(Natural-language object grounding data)
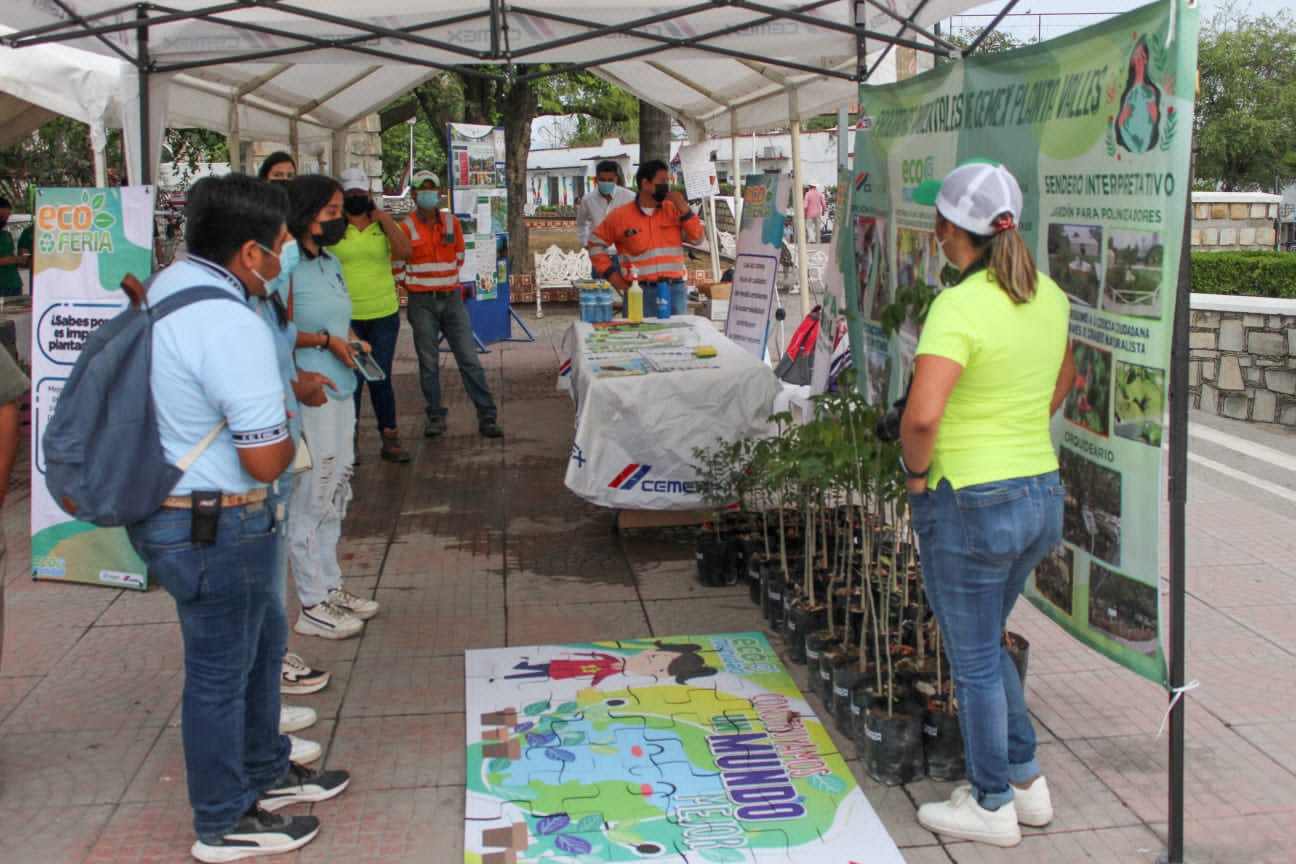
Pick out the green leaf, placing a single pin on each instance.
(827, 784)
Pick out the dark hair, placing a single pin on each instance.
(648, 170)
(307, 194)
(690, 663)
(277, 157)
(222, 214)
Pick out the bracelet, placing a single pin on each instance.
(910, 473)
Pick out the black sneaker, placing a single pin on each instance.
(258, 833)
(301, 784)
(434, 425)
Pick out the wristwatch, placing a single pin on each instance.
(910, 473)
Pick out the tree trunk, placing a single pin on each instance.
(519, 109)
(653, 134)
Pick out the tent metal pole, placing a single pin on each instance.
(141, 64)
(798, 215)
(738, 174)
(1178, 495)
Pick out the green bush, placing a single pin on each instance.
(1251, 273)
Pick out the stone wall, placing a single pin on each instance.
(1243, 358)
(1231, 220)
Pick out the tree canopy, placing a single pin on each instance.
(1246, 115)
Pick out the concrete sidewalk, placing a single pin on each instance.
(477, 543)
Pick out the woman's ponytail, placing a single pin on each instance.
(1008, 261)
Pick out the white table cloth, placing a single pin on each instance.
(642, 411)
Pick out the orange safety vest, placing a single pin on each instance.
(651, 244)
(438, 253)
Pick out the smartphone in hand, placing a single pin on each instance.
(367, 365)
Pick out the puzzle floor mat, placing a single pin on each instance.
(684, 749)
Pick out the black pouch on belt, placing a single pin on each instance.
(205, 517)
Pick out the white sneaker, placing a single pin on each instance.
(354, 604)
(963, 818)
(328, 622)
(300, 678)
(305, 750)
(293, 718)
(1033, 803)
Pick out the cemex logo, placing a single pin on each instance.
(635, 473)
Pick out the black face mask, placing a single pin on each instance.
(332, 232)
(357, 205)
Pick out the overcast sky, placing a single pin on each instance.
(1050, 18)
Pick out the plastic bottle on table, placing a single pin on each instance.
(664, 299)
(635, 301)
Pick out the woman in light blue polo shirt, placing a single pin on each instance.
(320, 307)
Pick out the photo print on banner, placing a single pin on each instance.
(1104, 114)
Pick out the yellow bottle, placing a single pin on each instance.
(635, 303)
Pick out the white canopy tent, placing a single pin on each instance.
(285, 70)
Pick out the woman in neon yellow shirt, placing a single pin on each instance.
(985, 498)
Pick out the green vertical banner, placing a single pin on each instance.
(1097, 127)
(87, 241)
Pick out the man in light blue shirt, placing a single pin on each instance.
(214, 543)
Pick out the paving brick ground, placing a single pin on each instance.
(477, 543)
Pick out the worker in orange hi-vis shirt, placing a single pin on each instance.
(648, 235)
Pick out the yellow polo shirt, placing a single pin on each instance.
(995, 425)
(366, 257)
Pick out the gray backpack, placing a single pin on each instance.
(104, 460)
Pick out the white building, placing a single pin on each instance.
(561, 175)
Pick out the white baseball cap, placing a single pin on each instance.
(973, 196)
(424, 176)
(354, 179)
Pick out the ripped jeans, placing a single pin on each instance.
(320, 495)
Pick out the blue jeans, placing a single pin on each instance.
(381, 334)
(235, 635)
(979, 545)
(430, 315)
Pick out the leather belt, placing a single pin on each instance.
(185, 503)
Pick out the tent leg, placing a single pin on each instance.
(738, 171)
(798, 215)
(144, 176)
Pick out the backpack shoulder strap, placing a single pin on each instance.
(188, 295)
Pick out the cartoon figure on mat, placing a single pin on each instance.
(681, 662)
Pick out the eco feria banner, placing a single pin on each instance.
(87, 241)
(1097, 127)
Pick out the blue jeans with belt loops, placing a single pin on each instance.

How to complete this task >>
Repeat the data in full and exactly. Omit pictures.

Response area >>
Pick out the green leaf, placing a single pin on each instance.
(827, 784)
Pick out the dark hair, placing a single pin on each instance.
(648, 170)
(307, 194)
(690, 663)
(277, 157)
(222, 214)
Pick out the bracelet, placing a single pin on each instance.
(910, 473)
Pick out the black sneaker, placing a single pin on each instance.
(258, 833)
(301, 784)
(434, 425)
Pick out the wristwatch, placing a single pin on each instance.
(910, 473)
Pick out the tree trunk, placing a single pin on each instance.
(519, 109)
(653, 134)
Pick out the tent metal pole, placing a single pin on each instance.
(141, 64)
(798, 215)
(738, 174)
(1178, 495)
Pick out the green bush, placing a single pin on each instance.
(1251, 273)
Pick out the stone wall, placing a single pin on each instance.
(1243, 358)
(1231, 220)
Pick out the tree canopy, placing a single pin on each instance.
(1246, 115)
Pick out the concrete sidewalk, placing a single pin on each instance.
(477, 543)
Pick out the woman's ponytail, placing a single pin on each instance.
(1008, 261)
Pick out the white table cloth, placing a single pin on each instance.
(642, 411)
Pick out the orange safety vest, placing a single pin on each instance.
(651, 244)
(438, 253)
Pick out the smartphone in hand, placing a single pin on each instance.
(367, 365)
Pick out the puzzle floor mat, placing a single pin on each instance.
(684, 749)
Pick out the black pouch on belt, placing a single pin on each instance.
(205, 517)
Pick out the white sneaker, placing a single pin on each instance.
(354, 604)
(963, 818)
(328, 622)
(300, 678)
(305, 750)
(293, 718)
(1033, 803)
Pick out the cemex logo, placing a single pin on each instance.
(635, 473)
Pick out the black face mask, placing a single pin on each instance.
(332, 232)
(357, 205)
Pick out the overcast sky, placing a single pin on each instance.
(1050, 18)
Pick out the plastic bottle on table, placing a single pin on each instance.
(664, 299)
(635, 301)
Pick out the woman in light blue polo shirt, placing a single pin on each instance.
(320, 307)
Pick out the photo print on banner, placing a single pin on each instance.
(1104, 114)
Pick out the yellow bottle, placing a single pin on each instance.
(635, 303)
Pick out the white canopy tent, placing a single pin on each instance.
(285, 70)
Pick out the woman in neon yellow shirt, placing a single pin on each instance.
(985, 498)
Pick out the green vertical banner, placing a single pin on each instance.
(1097, 127)
(87, 241)
Pick out the man in light blue shirt, placing a single pin on each instance.
(214, 543)
Pick out the paving brick ground, placing a single pin on each instance.
(477, 543)
Pick out the worker in orange hi-vis shirt, placing a single pin on each instance.
(648, 235)
Pick out the yellow polo shirt, placing a single pin on each instance.
(995, 425)
(366, 257)
Pick out the gray backpack, placing a single pin on each instance.
(104, 460)
Pick out the white building, placing a single pin on each instance.
(561, 175)
Pick out the white baseball cap, placing a single pin on each instance.
(973, 196)
(424, 176)
(354, 179)
Pick out the ripped jeans, placing a single pin on each instance.
(320, 495)
Pick out the blue jeans, placing a single pin on each instance.
(381, 334)
(235, 635)
(979, 545)
(430, 315)
Pick out the leather belt, placing a single pin on each instance.
(185, 503)
Pick out the tent leg, placing a single pin on each instance.
(738, 171)
(798, 215)
(144, 176)
Pick out the backpack shoulder strap, placing a single pin on each instance.
(188, 295)
Pick out the cartoon figure on mat, placing a single pin on each instance.
(681, 662)
Pick out the eco feria banner, placing a single pin on each instance.
(87, 241)
(1097, 127)
Pick out the blue jeans with belt loops, placing a single pin on each instance.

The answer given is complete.